Tuesday, 3 July 2007

an individual dealing with american culture

So I've been reading a lot about Seneca lately (you know, the old Roman philosopher dude) and the innovations he had made in the formulation of selfhood, behavioral modification, and happiness of Roman Stoic philosophy.

Prior to Seneca, a person who wanted to live a "virtuous" life would turn, inevitably, toward the opinion of the society. One would formulate their decisions, self-presentation, and attitude based on the reaction and expectations of the society. So a senator could know that he was living virtuously because he would gain the approval of the people around him. Even when alone, moreover, the guiding voice of virtue in his head would be the voice of public opinion - the expectations of the society were internalized as his model of behavior.

When Seneca began his theorizing, the Empire was in a sorry state: emperors with unlimited power (and often abusive of that power), aristocrats out for money or brown-nosing their way into power, afraid to criticize the emperor even for the most atrocious of deeds. In short, "public opinion" was fucked. Seneca therefore tweaked the guiding model of Stoic philosophy, encouraging people to turn inwards rather than outwards for their models of behavior. There were no living icons to follow - he had to create one and follow it, even when it encouraged his behavior to go against what had become the cultural norm.

Which brought me to think about American culture. I think American culture is very much screwed up, and (at least for those of us who are not blessed with kabillions of dollars in family wealth) moderating one's behavior by the cultural expectations of our day will likely result in depression, eating/exercise disorders (anorexia, bullimia, bingeing, or obesity), ill health, exhaustion, and happiness generated only by our children and our material goods. My initial thoughts focused on our obesity problem and restaurant portion sizes, but I suppose it applies to any one of our many cultural standards.

_STORED DATA_
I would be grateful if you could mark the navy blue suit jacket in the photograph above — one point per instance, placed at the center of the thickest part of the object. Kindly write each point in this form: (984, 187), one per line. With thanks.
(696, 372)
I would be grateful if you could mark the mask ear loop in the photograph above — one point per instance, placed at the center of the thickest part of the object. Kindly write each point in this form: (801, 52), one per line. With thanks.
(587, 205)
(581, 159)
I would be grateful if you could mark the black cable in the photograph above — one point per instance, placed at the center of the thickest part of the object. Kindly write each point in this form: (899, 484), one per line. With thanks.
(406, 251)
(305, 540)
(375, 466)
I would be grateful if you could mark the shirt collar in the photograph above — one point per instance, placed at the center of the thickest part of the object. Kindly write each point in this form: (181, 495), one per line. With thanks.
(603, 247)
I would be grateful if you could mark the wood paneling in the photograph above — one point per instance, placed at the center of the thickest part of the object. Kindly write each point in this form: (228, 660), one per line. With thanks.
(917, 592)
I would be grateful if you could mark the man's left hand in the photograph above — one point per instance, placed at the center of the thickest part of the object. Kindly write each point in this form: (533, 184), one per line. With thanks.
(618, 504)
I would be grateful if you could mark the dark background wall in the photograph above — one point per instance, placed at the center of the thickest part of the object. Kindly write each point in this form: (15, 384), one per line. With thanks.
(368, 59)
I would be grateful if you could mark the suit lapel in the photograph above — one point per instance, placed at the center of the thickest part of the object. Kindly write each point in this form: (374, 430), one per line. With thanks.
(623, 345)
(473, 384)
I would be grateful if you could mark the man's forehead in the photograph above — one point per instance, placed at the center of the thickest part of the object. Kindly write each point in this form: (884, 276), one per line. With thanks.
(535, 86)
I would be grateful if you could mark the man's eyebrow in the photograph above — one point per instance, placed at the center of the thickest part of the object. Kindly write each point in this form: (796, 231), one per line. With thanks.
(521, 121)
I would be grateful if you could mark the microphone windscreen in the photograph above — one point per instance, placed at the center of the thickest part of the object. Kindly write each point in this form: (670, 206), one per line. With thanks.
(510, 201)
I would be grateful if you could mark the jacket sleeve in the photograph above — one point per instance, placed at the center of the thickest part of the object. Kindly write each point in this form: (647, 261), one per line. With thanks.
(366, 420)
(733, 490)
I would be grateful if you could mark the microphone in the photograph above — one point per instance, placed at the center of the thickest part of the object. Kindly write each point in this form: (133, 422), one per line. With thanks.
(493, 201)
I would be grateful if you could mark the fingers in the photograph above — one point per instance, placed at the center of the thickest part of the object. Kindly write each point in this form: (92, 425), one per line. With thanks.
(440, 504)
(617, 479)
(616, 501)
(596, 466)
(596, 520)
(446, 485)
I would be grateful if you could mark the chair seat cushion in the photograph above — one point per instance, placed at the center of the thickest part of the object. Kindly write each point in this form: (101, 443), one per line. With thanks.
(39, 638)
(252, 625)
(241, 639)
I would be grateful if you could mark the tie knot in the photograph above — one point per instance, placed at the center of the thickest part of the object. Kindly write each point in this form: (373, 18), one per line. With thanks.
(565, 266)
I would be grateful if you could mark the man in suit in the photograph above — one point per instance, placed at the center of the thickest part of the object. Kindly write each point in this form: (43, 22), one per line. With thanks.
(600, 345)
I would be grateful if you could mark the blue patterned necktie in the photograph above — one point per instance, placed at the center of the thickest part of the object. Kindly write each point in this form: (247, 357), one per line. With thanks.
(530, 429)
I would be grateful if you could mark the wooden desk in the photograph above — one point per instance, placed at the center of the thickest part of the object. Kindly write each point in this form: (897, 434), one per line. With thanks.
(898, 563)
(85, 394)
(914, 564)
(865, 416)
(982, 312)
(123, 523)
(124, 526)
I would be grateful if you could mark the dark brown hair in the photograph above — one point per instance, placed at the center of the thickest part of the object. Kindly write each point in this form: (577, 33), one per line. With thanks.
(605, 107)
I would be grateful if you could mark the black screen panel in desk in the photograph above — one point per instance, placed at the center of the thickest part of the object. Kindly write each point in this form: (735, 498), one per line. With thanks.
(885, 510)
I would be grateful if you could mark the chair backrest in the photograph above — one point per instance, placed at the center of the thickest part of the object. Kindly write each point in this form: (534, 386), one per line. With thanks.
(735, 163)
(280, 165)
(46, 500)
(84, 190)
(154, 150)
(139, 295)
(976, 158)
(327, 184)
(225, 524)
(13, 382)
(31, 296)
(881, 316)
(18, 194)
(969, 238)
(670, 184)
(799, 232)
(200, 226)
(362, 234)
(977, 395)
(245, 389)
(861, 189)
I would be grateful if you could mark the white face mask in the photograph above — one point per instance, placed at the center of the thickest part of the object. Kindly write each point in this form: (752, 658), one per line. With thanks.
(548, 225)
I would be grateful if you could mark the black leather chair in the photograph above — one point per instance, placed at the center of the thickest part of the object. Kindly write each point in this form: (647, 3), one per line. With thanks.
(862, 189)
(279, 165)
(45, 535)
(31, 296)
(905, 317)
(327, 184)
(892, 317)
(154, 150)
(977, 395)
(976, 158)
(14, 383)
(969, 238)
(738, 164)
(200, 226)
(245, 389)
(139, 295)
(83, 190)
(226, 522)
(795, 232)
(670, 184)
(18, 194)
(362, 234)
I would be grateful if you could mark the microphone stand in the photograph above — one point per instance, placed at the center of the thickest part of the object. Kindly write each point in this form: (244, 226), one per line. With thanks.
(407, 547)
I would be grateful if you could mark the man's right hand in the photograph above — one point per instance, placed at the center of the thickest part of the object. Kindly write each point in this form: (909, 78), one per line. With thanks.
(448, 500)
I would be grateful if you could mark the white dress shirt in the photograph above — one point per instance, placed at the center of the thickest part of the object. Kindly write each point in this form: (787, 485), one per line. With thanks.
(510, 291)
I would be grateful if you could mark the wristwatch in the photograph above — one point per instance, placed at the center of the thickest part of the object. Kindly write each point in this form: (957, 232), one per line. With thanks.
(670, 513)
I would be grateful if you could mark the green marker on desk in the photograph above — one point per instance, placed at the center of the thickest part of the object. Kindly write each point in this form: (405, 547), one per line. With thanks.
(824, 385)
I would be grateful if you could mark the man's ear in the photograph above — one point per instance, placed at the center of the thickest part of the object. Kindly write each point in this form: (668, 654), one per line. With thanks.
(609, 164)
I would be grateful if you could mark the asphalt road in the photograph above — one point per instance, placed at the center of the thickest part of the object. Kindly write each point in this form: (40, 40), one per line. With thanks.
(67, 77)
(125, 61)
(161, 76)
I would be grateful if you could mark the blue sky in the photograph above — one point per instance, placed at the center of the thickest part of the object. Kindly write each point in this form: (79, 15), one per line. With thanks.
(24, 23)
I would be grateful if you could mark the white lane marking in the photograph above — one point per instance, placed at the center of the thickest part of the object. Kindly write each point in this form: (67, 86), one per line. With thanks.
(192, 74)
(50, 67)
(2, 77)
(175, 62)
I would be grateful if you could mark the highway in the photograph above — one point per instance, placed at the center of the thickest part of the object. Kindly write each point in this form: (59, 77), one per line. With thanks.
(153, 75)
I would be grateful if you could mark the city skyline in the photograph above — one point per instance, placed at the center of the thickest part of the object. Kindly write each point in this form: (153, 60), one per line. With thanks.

_EXERCISE_
Can you output, word for word, the part of the Seneca post that opens with the words containing "So I've been" and closes with "Roman Stoic philosophy."? Work from the Seneca post alone.

_ANSWER BOX_
So I've been reading a lot about Seneca lately (you know, the old Roman philosopher dude) and the innovations he had made in the formulation of selfhood, behavioral modification, and happiness of Roman Stoic philosophy.